Public Option: Who knows it? Who wants it?
Drives me nuts each time I hear "the people demand a public option"
Regular readers may recall my lament that despite the many, many times pollsters have asked Americans to react to descriptions of the so-called "public option" in health care reform, very few have attempted to probe the depth of Americans' knowledge about the proposal.
The point of debate is often whether Americans "want" a public option. These arguments sometimes get expressed in the context of representative democracy. "65% of Americans are begging Congress for an inclusive public option," wrote one Daily Kos diarist a few weeks ago, yet "our Representatives in the Senate are REFUSING to give The People what they overwhelmingly want." Poll questions like the one cited by the diarist typically measure how Americans react to a brief description of the Public Option concept. Those are helpful, but if Americans are really "begging" for a public option, we might also want to measure how many know what the public option is before hearing the pollster's description.
Unless I've missed it, the only effort to tackle this question was an opt-in internet panel survey sponsored by AARP (an organization that has not taken a formal position on the public option) and conducted by Penn, Schoen and Berland Associates. They found that only 37% of their adult sample could correctly identify the Public Option from a list of three possible choices. As Nate Silver pointed out, if the respondents had picked randomly, a third (33%) would have chosen correctly.

........

Repeat the part of the public option post starting with "The point of" and going on through "the pollster's description.", word for word.

» DATA SUPPLIED
........

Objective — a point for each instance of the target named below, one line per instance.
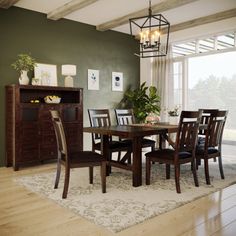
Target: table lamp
(68, 71)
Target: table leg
(105, 151)
(137, 161)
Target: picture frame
(117, 81)
(46, 73)
(93, 79)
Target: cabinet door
(72, 119)
(48, 145)
(27, 133)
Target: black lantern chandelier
(153, 34)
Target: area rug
(123, 205)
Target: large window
(212, 84)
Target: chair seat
(113, 145)
(166, 154)
(210, 150)
(85, 156)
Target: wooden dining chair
(211, 148)
(101, 118)
(126, 117)
(76, 159)
(183, 149)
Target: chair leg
(221, 167)
(148, 170)
(193, 167)
(91, 174)
(167, 171)
(58, 174)
(66, 182)
(177, 175)
(206, 167)
(103, 176)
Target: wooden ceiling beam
(158, 8)
(7, 3)
(203, 20)
(68, 8)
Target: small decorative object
(68, 71)
(46, 73)
(93, 79)
(52, 99)
(36, 81)
(117, 81)
(24, 63)
(174, 116)
(152, 118)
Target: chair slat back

........

» TASK RESPONSE
The point of debate is often whether Americans "want" a public option. These arguments sometimes get expressed in the context of representative democracy. "65% of Americans are begging Congress for an inclusive public option," wrote one Daily Kos diarist a few weeks ago, yet "our Representatives in the Senate are REFUSING to give The People what they overwhelmingly want." Poll questions like the one cited by the diarist typically measure how Americans react to a brief description of the Public Option concept. Those are helpful, but if Americans are really "begging" for a public option, we might also want to measure how many know what the public option is before hearing the pollster's description.